*** Opening of INPUT RECORDS ***

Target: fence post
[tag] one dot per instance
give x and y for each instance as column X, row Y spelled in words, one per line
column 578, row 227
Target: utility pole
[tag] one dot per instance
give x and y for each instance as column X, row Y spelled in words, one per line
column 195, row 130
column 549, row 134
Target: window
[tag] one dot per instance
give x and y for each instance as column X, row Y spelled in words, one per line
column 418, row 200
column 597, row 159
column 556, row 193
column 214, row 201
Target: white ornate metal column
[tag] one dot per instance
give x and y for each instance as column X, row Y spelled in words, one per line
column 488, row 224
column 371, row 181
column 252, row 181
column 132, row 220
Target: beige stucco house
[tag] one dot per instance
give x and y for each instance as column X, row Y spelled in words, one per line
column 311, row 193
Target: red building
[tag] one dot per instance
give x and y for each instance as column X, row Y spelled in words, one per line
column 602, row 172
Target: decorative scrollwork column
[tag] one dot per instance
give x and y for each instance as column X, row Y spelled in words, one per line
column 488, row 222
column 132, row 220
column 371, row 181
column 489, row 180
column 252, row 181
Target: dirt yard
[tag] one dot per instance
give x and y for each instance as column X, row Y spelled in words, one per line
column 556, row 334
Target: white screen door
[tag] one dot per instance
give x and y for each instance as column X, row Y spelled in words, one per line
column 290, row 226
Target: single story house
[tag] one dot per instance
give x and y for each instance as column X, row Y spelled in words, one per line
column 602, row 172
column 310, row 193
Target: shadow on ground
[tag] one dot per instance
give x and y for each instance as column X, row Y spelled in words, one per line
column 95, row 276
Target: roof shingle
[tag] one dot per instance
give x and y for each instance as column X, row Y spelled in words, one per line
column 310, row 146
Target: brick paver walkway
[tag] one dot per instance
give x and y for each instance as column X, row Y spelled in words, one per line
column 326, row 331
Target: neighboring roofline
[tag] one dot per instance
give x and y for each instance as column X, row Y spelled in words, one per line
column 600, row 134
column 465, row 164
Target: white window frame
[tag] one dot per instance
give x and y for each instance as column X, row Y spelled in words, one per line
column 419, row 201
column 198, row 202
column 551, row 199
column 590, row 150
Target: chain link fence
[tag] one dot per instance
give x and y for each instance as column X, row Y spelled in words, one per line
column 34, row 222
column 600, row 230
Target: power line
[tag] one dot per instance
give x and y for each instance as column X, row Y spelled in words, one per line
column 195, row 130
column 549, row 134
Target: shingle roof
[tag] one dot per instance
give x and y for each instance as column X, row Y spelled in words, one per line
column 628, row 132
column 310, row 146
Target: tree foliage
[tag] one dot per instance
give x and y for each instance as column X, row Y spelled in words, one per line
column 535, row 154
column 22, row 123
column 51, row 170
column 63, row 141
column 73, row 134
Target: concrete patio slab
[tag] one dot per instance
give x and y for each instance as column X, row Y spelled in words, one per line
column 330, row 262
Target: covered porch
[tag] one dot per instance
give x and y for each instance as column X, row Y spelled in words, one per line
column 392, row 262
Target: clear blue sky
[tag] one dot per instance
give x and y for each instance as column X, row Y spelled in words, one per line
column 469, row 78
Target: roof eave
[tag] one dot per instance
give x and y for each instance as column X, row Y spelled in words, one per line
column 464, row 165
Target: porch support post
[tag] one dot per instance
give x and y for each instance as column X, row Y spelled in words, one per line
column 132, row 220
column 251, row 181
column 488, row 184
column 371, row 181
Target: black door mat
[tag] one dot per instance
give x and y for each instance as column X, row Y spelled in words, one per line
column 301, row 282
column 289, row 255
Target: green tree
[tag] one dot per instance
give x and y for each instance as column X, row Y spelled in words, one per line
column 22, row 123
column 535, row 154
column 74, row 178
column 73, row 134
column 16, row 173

*** Close of INPUT RECORDS ***

Please go line by line through the records above, copying each one that holds the string "post".

Target: fence post
Target: porch support post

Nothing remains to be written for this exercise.